DATA START

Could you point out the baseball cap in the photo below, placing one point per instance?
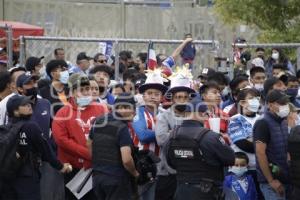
(206, 72)
(278, 97)
(196, 105)
(14, 102)
(31, 62)
(76, 80)
(25, 78)
(83, 56)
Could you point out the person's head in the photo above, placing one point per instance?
(196, 110)
(102, 75)
(5, 83)
(15, 72)
(124, 106)
(94, 89)
(117, 89)
(34, 65)
(292, 87)
(59, 54)
(100, 59)
(211, 94)
(83, 61)
(81, 89)
(57, 70)
(260, 53)
(238, 83)
(257, 77)
(278, 103)
(27, 85)
(249, 101)
(141, 61)
(278, 69)
(19, 106)
(274, 83)
(240, 165)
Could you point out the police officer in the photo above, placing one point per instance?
(199, 156)
(111, 147)
(33, 148)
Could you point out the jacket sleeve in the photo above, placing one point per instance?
(162, 131)
(63, 140)
(144, 134)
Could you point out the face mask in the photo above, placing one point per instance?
(225, 91)
(253, 105)
(84, 101)
(238, 171)
(275, 56)
(292, 92)
(283, 111)
(31, 92)
(63, 77)
(259, 87)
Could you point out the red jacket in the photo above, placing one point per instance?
(70, 129)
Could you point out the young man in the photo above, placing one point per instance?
(33, 148)
(83, 64)
(71, 126)
(57, 92)
(270, 135)
(180, 94)
(212, 98)
(145, 120)
(111, 149)
(102, 75)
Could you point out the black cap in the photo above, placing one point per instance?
(54, 64)
(25, 78)
(14, 102)
(83, 56)
(125, 99)
(31, 62)
(102, 68)
(277, 96)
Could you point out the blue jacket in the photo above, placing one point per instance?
(232, 182)
(139, 124)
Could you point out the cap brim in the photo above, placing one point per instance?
(157, 86)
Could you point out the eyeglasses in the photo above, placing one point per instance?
(102, 61)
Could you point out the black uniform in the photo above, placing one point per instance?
(199, 157)
(35, 148)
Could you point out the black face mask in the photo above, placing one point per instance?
(32, 92)
(180, 107)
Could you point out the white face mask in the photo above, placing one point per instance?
(284, 111)
(259, 87)
(275, 56)
(238, 171)
(253, 105)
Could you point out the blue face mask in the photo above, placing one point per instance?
(238, 171)
(64, 76)
(292, 92)
(84, 101)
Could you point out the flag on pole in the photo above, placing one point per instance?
(151, 60)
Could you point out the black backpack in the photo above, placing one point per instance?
(10, 161)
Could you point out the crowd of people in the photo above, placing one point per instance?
(159, 133)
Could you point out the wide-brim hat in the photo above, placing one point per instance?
(156, 86)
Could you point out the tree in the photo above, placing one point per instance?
(278, 20)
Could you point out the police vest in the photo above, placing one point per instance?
(105, 146)
(185, 155)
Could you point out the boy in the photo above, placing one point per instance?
(239, 181)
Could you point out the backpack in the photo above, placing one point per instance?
(10, 161)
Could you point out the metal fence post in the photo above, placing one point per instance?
(22, 51)
(9, 46)
(117, 61)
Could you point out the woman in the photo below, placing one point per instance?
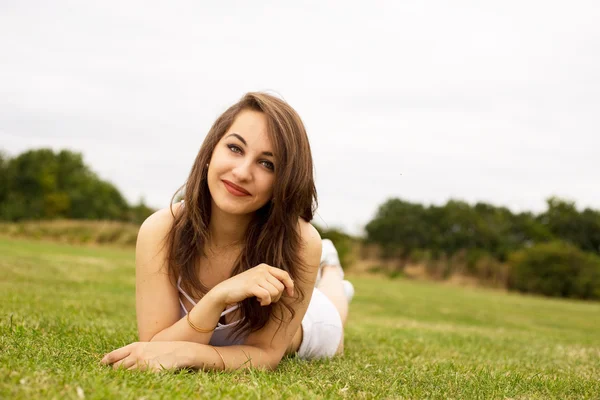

DATA END

**EXERCISE**
Set down exactly, from the line that contains "Could you point out the wide-brim" through the last line of the data, each line as it stands, and leave the pictures out.

**RESULT OF THIS EXERCISE**
Could you point out the wide-brim hat in the photo above, placing one point per instance?
(156, 86)
Could you point out the tree in the photo above, placing one point per instance?
(278, 20)
Could you point out the police vest in the photo above, placing one point per instance?
(105, 146)
(185, 155)
Could you point out the boy in the photo above, placing one point per instance?
(239, 181)
Could you point out the backpack in the photo above, placing one point per instance?
(10, 161)
Could you point out the metal fence post in the photo above, placing one point per instance?
(22, 51)
(9, 46)
(117, 61)
Could you point out the woman in the photo below, placing one point per instance?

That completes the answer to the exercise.